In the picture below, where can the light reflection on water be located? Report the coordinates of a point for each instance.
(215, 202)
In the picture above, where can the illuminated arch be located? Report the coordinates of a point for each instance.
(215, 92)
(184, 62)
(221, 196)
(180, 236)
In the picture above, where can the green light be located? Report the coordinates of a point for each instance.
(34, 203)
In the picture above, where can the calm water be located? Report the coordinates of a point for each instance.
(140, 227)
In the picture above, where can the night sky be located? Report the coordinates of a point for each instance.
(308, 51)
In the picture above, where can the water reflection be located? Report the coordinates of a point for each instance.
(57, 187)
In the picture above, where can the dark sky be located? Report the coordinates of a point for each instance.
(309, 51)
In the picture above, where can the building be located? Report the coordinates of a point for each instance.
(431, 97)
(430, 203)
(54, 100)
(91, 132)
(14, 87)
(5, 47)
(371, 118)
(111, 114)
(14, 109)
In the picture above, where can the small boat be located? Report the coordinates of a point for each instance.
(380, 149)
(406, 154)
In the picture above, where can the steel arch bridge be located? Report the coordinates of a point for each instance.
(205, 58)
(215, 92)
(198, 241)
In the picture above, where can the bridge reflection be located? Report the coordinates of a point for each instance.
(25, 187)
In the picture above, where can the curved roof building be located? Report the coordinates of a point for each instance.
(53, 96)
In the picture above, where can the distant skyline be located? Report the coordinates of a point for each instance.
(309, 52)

----------

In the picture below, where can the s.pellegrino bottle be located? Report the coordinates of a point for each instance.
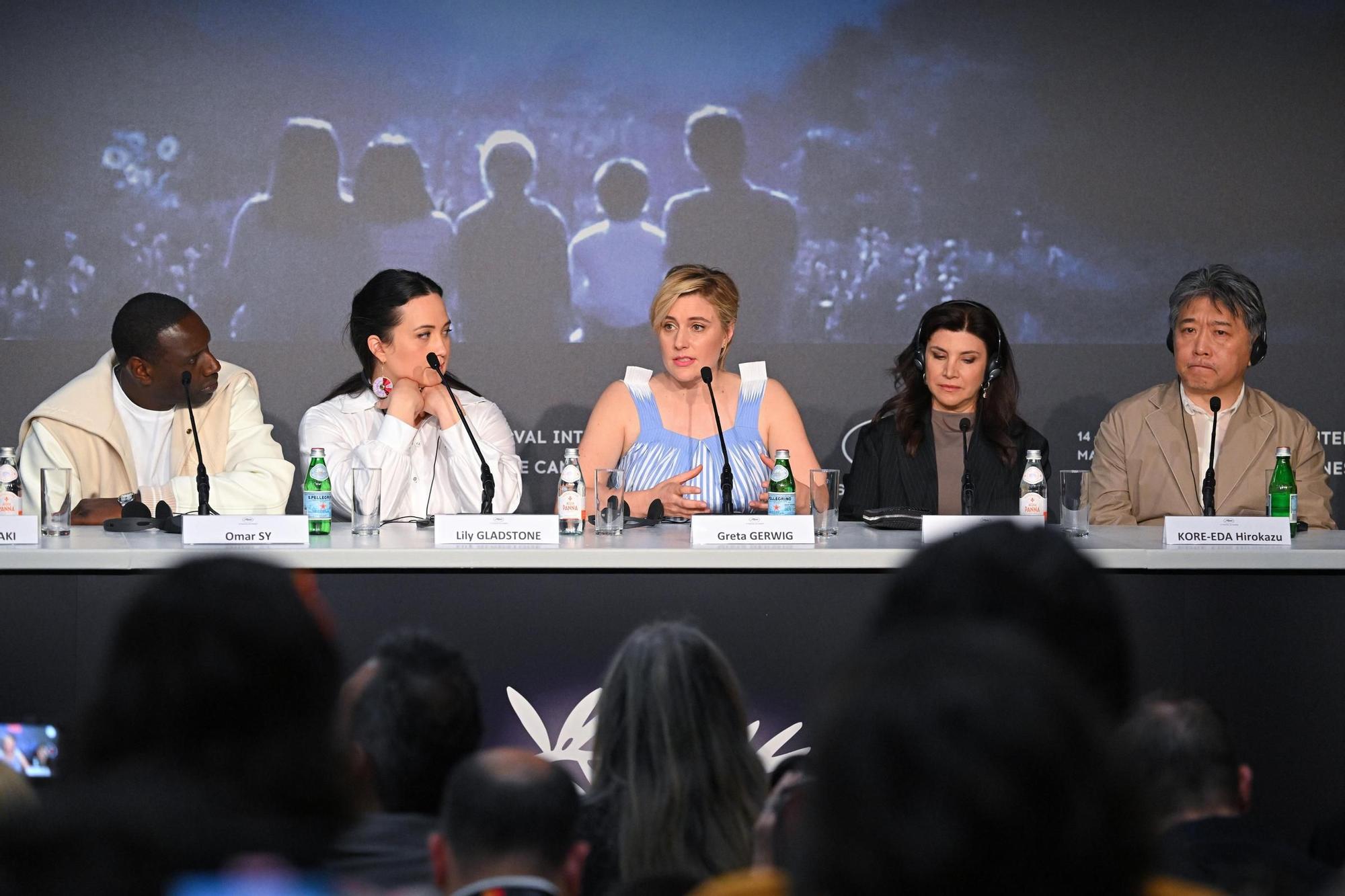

----------

### TASK DESCRIPTION
From the data above, pull out every line that contains the word "light". Case counts, so include only lines where the word appears with the same capitalization.

### SOLUTION
In the picture below, where can the light reflection on water be located? Report the coordinates of a point for each instance.
In the picture above, where can the green light be located? Report the coordinates of a point for each instance.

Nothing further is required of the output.